*Problem*:
Without changing a single word, restate the entries below.

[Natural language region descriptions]
Segment Open

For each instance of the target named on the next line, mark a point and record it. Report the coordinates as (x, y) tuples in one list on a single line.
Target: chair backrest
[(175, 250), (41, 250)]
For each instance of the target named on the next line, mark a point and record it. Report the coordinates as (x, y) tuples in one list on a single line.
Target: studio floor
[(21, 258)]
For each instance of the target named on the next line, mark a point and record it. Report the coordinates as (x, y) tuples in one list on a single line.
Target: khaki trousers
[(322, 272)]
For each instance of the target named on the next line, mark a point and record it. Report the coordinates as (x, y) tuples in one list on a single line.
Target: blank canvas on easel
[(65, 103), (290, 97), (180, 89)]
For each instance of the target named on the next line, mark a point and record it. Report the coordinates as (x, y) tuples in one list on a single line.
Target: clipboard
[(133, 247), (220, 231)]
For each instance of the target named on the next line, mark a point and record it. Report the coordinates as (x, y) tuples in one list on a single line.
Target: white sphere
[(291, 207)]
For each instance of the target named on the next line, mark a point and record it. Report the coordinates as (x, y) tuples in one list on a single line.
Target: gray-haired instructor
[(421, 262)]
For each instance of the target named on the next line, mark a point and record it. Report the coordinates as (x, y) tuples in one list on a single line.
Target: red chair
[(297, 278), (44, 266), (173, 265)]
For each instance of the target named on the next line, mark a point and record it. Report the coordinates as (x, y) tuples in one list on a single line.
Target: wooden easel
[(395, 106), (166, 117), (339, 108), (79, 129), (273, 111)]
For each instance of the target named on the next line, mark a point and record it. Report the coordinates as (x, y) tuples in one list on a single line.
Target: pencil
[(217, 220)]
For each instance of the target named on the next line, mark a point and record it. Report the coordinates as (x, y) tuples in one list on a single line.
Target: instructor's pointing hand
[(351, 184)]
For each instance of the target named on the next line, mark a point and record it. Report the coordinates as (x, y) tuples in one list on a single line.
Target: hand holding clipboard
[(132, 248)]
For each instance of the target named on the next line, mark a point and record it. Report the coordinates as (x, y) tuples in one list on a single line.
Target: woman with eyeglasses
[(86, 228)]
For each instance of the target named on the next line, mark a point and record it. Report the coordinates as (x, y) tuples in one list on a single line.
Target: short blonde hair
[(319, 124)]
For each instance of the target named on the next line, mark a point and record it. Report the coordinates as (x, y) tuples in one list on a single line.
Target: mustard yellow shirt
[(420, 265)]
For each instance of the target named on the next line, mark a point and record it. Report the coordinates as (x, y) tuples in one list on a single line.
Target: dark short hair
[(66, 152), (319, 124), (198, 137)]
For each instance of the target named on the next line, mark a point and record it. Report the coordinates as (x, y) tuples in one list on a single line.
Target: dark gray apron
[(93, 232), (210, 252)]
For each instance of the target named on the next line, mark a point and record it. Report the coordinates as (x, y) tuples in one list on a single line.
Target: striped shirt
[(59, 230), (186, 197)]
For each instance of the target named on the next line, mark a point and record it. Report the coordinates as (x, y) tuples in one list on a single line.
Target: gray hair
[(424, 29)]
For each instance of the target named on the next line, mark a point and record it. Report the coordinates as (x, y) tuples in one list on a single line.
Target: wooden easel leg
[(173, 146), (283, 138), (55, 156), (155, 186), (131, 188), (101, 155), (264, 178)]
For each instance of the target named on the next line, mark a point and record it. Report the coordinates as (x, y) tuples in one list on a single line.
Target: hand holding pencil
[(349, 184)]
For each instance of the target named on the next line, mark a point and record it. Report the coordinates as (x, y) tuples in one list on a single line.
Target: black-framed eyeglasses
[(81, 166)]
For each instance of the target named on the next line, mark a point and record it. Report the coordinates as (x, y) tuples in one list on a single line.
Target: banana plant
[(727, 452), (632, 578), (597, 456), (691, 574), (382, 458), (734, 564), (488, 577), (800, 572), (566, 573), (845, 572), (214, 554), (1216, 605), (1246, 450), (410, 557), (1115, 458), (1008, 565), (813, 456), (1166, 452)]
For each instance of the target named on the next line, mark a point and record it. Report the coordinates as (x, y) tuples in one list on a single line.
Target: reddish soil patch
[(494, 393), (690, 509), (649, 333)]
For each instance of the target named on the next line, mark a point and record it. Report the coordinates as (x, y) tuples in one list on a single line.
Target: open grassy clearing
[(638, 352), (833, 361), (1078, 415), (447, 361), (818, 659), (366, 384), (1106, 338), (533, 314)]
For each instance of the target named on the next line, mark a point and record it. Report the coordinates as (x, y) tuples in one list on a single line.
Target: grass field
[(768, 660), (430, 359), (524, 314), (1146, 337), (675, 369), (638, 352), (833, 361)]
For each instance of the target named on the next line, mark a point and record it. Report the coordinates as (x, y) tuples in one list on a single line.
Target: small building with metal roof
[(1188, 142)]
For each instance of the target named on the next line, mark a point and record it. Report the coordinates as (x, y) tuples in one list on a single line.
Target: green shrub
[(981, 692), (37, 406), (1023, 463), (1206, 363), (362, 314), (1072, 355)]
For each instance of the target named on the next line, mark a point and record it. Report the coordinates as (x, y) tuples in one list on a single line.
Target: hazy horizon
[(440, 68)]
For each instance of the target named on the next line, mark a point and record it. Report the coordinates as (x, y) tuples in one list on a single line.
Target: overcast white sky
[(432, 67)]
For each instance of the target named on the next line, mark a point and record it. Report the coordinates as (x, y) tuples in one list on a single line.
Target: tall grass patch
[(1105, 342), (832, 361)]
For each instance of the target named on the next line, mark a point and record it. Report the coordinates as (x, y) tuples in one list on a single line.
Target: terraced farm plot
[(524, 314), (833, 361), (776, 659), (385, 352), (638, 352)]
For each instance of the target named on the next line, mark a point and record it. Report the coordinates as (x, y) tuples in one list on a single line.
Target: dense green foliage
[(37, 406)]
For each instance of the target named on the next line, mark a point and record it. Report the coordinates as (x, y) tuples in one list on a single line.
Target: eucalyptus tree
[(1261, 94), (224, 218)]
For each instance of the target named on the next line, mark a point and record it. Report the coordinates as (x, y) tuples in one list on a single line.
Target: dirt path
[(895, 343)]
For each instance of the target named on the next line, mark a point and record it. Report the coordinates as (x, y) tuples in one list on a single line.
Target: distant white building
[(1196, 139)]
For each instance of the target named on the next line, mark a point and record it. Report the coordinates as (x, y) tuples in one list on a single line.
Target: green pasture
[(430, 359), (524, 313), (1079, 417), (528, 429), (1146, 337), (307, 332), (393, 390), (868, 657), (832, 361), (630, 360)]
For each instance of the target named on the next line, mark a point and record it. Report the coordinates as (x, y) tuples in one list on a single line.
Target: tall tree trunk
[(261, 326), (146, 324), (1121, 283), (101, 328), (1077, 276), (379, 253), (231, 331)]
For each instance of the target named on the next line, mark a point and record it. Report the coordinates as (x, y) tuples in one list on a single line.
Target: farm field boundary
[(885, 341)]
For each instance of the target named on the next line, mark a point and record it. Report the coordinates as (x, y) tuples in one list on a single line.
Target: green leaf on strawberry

Segment Closed

*Task result*:
For each instance of the target named on the next line, mark a point and record it. Report the coordinates as (x, y) tuples in one list on a single line.
Target: chair backrest
[(175, 250), (41, 250)]
For each instance of the target named on the next line, mark a point and record it. Report the coordinates as (x, y) tuples in one list on a single line.
Target: studio floor
[(21, 258)]
For each instance of the target named on the next line, mark a point and record it. Report the coordinates as (x, y) tuples in one list on a single line.
Target: khaki trousers
[(322, 272)]
For each instance of the target named on the next line, mark a point and record it. Report the coordinates as (x, y) tuples in one list on a single line.
Target: blank canvas on easel
[(65, 103), (290, 97), (180, 89)]
For each instance of the target named on the next line, mark a point and record it. Report the coordinates as (x, y) tuples in one list on a single line.
Target: clipboard
[(133, 247), (220, 231)]
For each instance of the target named on the next line, mark a point and record it. Report the coordinates as (x, y) tuples in one list on a single line.
Target: white sphere
[(291, 207)]
For each instance of the target named on the next line, mark a point and record it. Report the coordinates as (x, y) tuples in one list on a single line.
Target: gray-haired instructor
[(421, 262)]
For each instance of the target named on the next line, mark a point and record it. Report the coordinates as (x, y) tuples in one list on a single line.
Target: red chair
[(297, 278), (44, 266), (173, 265)]
For each instance of the target named on the next line, mark a point and record it. Report the coordinates as (x, y) tuples in one list on a single line.
Target: wooden easel
[(395, 106), (166, 117), (339, 108), (79, 129), (273, 111)]
For each instance of the target named on the next line, mark a point and record it. Report the coordinates as (x, y) tuples in one list on a single line.
Target: pencil
[(217, 220)]
For each instance of the target named on the next line, mark a point and record it. Report the coordinates as (x, y) tuples in one list on a single line.
Target: instructor's pointing hand
[(351, 184)]
For each instance of the target named on the next line, mark a point and record it. Report the coordinates as (x, y) tuples in one list on a single line.
Target: hand holding clipboard
[(132, 248)]
For each instance of the target named on the next line, mark a point and record it. Report the coordinates as (x, y) tuples in one list on a single line.
Target: woman with eyeglasses
[(86, 228)]
For each instance of the target named on the next line, mark a point and record it. Report the coordinates as (x, y) tuples in one list on a single line.
Target: short blonde hair
[(319, 124)]
For each instance of the target named on the next line, mark a point and record it. Report the coordinates as (x, y) tuples in one list on a single line.
Target: mustard yellow shirt
[(420, 265)]
For each instance of the target named on the next line, mark a point and record it. Report the coordinates as (x, y) tuples in one list on a single line.
Target: dark short hair
[(66, 152), (319, 124), (198, 137)]
For each instance of the target named on the next line, mark a point and record it. Report the coordinates as (x, y) tuples in one list on a single line.
Target: dark gray apron
[(93, 232), (210, 252)]
For each instance of the target named on the next line, mark a point and record it. Report the coordinates as (x, y) tuples in one list on a single line.
Target: striped shirt
[(59, 230), (186, 197)]
For each instance of the target named on the next line, mark a point and record it. Report the coordinates as (x, y) tuples in one list on a single line.
Target: gray hair
[(424, 29)]
For each instance of the target named on the next line, mark a point and record it. Report the coordinates as (x, y) tuples in one list on a single line.
Target: wooden easel leg
[(173, 146), (283, 138), (55, 156), (155, 186), (131, 188), (101, 155), (264, 178)]
For each instance of the target named on the next line, mark a point and record it. Report the coordinates as (x, y) tuples in one list on a single line.
Target: hand holding pencil
[(349, 184)]
For each instance of the target named on the next line, mark a point and record it. Report the coordinates as (x, y) tuples in one list on a single line.
Target: black-framed eyeglasses
[(81, 166)]
For each instance of the target named on the next line, mark a point and record it. Report the coordinates as (x, y) tuples in one list on a single line.
Target: banana plant
[(727, 452), (632, 578), (597, 456), (691, 574), (382, 458), (734, 564), (488, 577), (800, 572), (566, 573), (845, 572), (214, 554), (1216, 605), (1246, 450), (410, 557), (1115, 458), (1008, 565), (813, 456), (1166, 452)]
For each instance of the target named on the next line, mark a point and record it. Report the coordinates as (x, y) tuples in one list on a single line.
Target: reddish soil patch
[(494, 393), (690, 509), (649, 333)]
For each instance of the target named on the next line, mark a point and record it. Report the coordinates as (x, y) tuples in one list on a single line.
Target: open grassy clearing
[(638, 352), (833, 361), (1078, 415), (447, 361), (818, 659), (366, 384), (1106, 338), (533, 314)]
For each instance of the target named on the next line, mark a point and record it. Report the coordinates as (x, y) tuples in one list on a single line.
Target: grass field
[(768, 660), (430, 359), (524, 314), (1146, 337), (675, 369), (638, 352), (833, 361)]
For each instance of the target named on the next line, mark a point and record it. Report the coordinates as (x, y) tuples in one list on a single line.
Target: small building with metal roof
[(1188, 142)]
For each instance of the target named on the next line, mark a point and record it. Report the coordinates as (x, y) tuples in one list on a single line.
Target: green shrub
[(981, 692), (37, 406), (1023, 463), (1206, 363), (362, 314), (1072, 355)]
For each instance of the target named on the next line, mark a point and record it. Report the coordinates as (x, y) tuples in one list on a single line.
Target: hazy horizon
[(440, 68)]
For each instance of the target named on the next line, mark a point and record it. Report the coordinates as (x, y) tuples in one list on a single line.
Target: overcast white sky
[(432, 67)]
For each instance of the target named on the next line, mark a point and record it. Report the coordinates as (x, y) tuples in one list on a single line.
Target: tall grass patch
[(1105, 342), (832, 361)]
For each instance of the target named on the next line, mark a point and record it. Report the coordinates as (x, y) tuples in one list on a single line.
Target: terraced farm plot
[(524, 314), (833, 361), (776, 659), (385, 352), (638, 352)]
For each instance of the target named on the next line, mark a point and record it. Report the coordinates as (x, y) tuples in one list on a single line.
Target: dense green foliage
[(37, 406)]
For each instance of the target named on the next line, mark a point and record it. Report the coordinates as (x, y) tuples in one list on a single line.
Target: eucalyptus tree
[(1261, 94), (224, 218)]
For each instance of the target named on the next line, mark a point and record it. Report the coordinates as (x, y) tuples in one list on a single line.
Target: dirt path
[(895, 343)]
For each instance of the target named on the next line, mark a point and record it. Report the coordinates as (x, y) tuples in one list on a single line.
Target: distant white building
[(1196, 139)]
For each instance of the target named on the next line, mark a point and record it. Report the coordinates as (x, y) tuples in one list on a single line.
Target: green pasture
[(430, 359), (524, 313), (1079, 417), (528, 429), (1146, 337), (307, 332), (393, 390), (868, 657), (832, 361), (630, 360)]
For each instance of the target named on the next line, mark a point and record it. Report the coordinates as (x, y) tuples in one list on a single line.
Target: tall tree trunk
[(261, 326), (146, 324), (1121, 283), (101, 328), (1077, 276), (379, 253), (231, 331)]
For each instance of the target named on the next line, mark a point and record it. Report the coordinates as (x, y) tuples in one list on a single line.
Target: farm field boundary
[(885, 341)]
For each instance of the target named on the next line, mark a point and record it. Report the coordinates as (x, y) tuples in one list on a single line.
Target: green leaf on strawberry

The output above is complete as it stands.